*PASSAGE*.
● ● ● ● ● ● ●
Johannes Hermannes Jozefus (Hans) van den Hende (Groningen, January 9, 1964) is a Dutch Roman Catholic clergyman. He was appointed bishop of the diocese of Breda on October 31, 2007. On 10 May 2011, pope Benedict XVI appointed him bishop of the diocese of Rotterdam.

Van den Hende attended the local secondary school in Haren. He studied philosophy and theology at the Catholic University of Utrecht. At the Gregorianum in Rome he obtained a doctorate of Canon Law with a dissertation that focused of the changing role of episcopal conferences since the Second Vatican Council. He was ordained to the priesthood in 1991.

From 2000 Van den Hende served as vicar general for the diocese of Groningen-Leeuwarden. In 2007 pope Benedict XVI appointed him bishop of Breda. He is the youngest member of the Dutch episcopal conference.
● ● ● ● ● ● ●
*Pointing lines*.
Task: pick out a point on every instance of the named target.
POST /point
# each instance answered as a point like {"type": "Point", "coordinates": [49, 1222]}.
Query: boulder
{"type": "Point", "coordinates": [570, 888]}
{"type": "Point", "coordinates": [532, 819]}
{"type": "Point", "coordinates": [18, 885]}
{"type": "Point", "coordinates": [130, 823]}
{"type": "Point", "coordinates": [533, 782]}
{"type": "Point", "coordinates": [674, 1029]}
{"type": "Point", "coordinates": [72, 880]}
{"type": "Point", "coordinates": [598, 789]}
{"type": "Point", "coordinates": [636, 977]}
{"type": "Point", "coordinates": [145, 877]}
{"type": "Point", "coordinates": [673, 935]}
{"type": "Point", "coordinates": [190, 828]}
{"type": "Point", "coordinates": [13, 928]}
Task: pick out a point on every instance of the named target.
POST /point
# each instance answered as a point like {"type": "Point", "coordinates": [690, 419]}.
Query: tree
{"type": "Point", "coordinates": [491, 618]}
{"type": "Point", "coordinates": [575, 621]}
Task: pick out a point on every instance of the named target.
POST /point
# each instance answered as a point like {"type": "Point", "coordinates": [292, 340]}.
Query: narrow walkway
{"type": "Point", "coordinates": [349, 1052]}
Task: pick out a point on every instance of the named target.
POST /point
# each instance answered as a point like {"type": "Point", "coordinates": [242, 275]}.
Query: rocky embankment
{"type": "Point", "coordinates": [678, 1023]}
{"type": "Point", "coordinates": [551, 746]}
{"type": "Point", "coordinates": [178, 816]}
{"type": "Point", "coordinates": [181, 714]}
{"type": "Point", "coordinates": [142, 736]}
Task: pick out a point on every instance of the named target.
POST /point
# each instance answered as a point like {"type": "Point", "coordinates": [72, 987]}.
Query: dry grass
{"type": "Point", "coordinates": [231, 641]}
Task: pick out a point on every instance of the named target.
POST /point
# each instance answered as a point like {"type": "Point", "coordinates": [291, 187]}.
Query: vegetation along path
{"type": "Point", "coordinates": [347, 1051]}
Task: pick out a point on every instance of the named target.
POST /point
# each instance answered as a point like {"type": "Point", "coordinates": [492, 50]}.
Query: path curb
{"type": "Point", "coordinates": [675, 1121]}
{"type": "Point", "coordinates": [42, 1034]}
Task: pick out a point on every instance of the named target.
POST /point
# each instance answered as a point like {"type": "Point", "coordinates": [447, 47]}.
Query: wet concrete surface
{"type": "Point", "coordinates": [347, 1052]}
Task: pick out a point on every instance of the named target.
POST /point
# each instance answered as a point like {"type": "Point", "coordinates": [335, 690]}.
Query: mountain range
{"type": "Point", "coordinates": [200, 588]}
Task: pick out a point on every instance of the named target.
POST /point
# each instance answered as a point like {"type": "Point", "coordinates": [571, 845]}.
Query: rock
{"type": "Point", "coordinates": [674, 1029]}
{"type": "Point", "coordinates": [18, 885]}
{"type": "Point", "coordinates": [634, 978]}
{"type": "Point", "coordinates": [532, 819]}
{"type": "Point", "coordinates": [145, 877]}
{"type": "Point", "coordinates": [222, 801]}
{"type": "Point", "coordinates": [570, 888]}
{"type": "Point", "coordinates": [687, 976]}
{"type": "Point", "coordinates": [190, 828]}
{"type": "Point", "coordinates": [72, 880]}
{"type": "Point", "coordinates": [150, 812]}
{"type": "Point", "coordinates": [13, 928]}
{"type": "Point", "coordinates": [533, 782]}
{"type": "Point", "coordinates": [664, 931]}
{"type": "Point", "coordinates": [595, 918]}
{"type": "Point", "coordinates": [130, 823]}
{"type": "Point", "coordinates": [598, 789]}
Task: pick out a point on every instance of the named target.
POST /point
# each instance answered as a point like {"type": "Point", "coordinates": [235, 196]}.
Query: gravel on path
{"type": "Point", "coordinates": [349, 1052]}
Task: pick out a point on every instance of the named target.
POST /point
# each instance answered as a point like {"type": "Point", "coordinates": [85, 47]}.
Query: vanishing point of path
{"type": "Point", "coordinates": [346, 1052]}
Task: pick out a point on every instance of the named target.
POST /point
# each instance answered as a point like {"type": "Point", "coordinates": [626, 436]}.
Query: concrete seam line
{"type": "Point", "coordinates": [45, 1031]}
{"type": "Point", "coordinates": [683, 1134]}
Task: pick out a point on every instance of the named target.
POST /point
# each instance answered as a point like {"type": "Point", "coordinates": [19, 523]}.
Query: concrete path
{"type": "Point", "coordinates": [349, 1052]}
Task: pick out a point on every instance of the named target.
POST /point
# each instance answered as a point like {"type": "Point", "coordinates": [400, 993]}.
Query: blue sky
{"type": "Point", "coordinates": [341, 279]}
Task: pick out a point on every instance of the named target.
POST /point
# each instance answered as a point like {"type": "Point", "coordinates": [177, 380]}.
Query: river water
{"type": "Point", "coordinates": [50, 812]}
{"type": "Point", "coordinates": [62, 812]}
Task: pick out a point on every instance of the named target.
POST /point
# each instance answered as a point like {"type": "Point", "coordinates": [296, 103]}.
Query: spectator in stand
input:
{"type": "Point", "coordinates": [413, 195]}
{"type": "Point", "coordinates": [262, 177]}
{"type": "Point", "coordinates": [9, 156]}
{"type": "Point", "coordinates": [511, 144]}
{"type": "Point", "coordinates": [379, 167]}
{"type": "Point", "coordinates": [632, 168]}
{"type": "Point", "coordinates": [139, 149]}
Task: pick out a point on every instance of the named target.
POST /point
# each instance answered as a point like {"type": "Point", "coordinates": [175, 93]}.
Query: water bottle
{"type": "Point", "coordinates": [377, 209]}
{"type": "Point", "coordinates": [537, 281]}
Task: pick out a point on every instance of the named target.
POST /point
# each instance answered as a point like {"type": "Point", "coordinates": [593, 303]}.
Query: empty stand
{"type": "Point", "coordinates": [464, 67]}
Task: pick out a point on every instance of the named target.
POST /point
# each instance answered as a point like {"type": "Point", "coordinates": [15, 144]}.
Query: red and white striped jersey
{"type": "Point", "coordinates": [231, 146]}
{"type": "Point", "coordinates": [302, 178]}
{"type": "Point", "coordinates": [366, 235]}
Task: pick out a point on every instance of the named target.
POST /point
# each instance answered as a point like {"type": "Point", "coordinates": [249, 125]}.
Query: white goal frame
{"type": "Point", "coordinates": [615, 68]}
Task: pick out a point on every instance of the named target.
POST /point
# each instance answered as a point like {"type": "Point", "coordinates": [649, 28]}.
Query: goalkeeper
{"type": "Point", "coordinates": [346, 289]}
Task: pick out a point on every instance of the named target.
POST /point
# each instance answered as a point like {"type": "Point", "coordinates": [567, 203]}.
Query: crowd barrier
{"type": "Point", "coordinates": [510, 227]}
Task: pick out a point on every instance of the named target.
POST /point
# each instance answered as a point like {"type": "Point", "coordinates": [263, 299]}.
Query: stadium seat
● ● ● ● ● ● ●
*GIVEN INSTRUCTION*. Return the passage on Hans van den Hende word for word, starting with "Johannes Hermannes Jozefus" and going on through "Dutch episcopal conference.".

*SOLVED EXERCISE*.
Johannes Hermannes Jozefus (Hans) van den Hende (Groningen, January 9, 1964) is a Dutch Roman Catholic clergyman. He was appointed bishop of the diocese of Breda on October 31, 2007. On 10 May 2011, pope Benedict XVI appointed him bishop of the diocese of Rotterdam.

Van den Hende attended the local secondary school in Haren. He studied philosophy and theology at the Catholic University of Utrecht. At the Gregorianum in Rome he obtained a doctorate of Canon Law with a dissertation that focused of the changing role of episcopal conferences since the Second Vatican Council. He was ordained to the priesthood in 1991.

From 2000 Van den Hende served as vicar general for the diocese of Groningen-Leeuwarden. In 2007 pope Benedict XVI appointed him bishop of Breda. He is the youngest member of the Dutch episcopal conference.